=== Section Start ===
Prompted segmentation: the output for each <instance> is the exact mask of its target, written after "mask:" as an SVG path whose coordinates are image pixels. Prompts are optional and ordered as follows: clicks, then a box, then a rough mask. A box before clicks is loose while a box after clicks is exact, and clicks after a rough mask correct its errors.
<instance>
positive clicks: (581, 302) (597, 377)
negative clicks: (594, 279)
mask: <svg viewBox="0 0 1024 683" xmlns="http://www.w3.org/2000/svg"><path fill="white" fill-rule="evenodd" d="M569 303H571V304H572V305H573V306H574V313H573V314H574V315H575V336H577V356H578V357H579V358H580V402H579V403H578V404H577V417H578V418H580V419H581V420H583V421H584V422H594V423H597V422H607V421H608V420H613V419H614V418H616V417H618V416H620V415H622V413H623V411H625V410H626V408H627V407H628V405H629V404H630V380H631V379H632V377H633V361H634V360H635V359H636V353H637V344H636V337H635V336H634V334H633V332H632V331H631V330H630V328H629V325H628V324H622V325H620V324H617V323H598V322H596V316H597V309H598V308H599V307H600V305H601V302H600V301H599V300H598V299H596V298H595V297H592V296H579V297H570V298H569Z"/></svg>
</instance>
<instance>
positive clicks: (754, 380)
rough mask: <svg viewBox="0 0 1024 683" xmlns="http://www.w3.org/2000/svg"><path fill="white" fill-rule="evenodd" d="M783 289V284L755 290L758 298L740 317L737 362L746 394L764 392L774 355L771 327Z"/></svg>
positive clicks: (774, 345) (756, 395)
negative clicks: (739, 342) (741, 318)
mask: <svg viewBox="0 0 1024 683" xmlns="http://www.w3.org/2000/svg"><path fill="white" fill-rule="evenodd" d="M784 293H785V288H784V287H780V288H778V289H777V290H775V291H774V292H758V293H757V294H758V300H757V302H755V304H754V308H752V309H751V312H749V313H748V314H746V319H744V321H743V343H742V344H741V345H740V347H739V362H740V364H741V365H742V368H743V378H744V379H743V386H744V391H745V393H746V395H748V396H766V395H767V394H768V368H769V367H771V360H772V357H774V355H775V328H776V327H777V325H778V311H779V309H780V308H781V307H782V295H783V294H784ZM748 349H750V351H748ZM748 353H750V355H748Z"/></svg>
=== Section End ===
Task requirements
Retype the data in full, and keep every line identical to the original.

Problem solution
Prompted segmentation: the output for each <instance> is the exact mask of its target, written after "mask:" as an SVG path whose coordinates are image pixels. Prompts are optional and ordered as follows: clicks, then a box, then a rough mask. A box before clicks is loose while a box after clicks is exact, and clicks after a rough mask correct its errors.
<instance>
positive clicks: (581, 302) (597, 377)
negative clicks: (594, 279)
mask: <svg viewBox="0 0 1024 683" xmlns="http://www.w3.org/2000/svg"><path fill="white" fill-rule="evenodd" d="M569 303H571V304H572V305H573V306H574V313H573V314H574V315H575V336H577V356H578V357H579V358H580V402H579V403H578V404H577V417H578V418H580V419H581V420H583V421H584V422H594V423H597V422H607V421H608V420H613V419H614V418H616V417H618V416H620V415H622V413H623V411H625V410H626V408H627V407H628V405H629V404H630V380H631V379H632V377H633V361H634V360H635V359H636V353H637V344H636V337H635V336H634V334H633V332H632V331H631V330H630V328H629V325H628V324H622V325H620V324H617V323H598V322H596V316H597V309H598V308H599V307H600V305H601V302H600V301H599V300H598V299H596V298H595V297H592V296H579V297H570V298H569Z"/></svg>
</instance>
<instance>
positive clicks: (754, 380)
rough mask: <svg viewBox="0 0 1024 683" xmlns="http://www.w3.org/2000/svg"><path fill="white" fill-rule="evenodd" d="M783 289V284L755 290L758 298L740 317L737 362L746 394L764 392L774 355L771 327Z"/></svg>
positive clicks: (774, 345) (756, 395)
negative clicks: (739, 342) (741, 318)
mask: <svg viewBox="0 0 1024 683" xmlns="http://www.w3.org/2000/svg"><path fill="white" fill-rule="evenodd" d="M784 293H785V288H784V287H780V288H778V289H777V290H775V291H774V292H758V293H757V294H758V300H757V302H755V304H754V308H752V309H751V312H749V313H748V314H746V319H744V321H743V343H742V344H741V345H740V347H739V362H740V364H741V365H742V368H743V378H744V379H743V386H744V391H745V393H746V395H748V396H766V395H767V394H768V368H769V367H771V360H772V357H774V355H775V328H776V327H777V325H778V311H779V309H780V308H781V307H782V295H783V294H784ZM748 349H750V351H748ZM748 353H750V355H748Z"/></svg>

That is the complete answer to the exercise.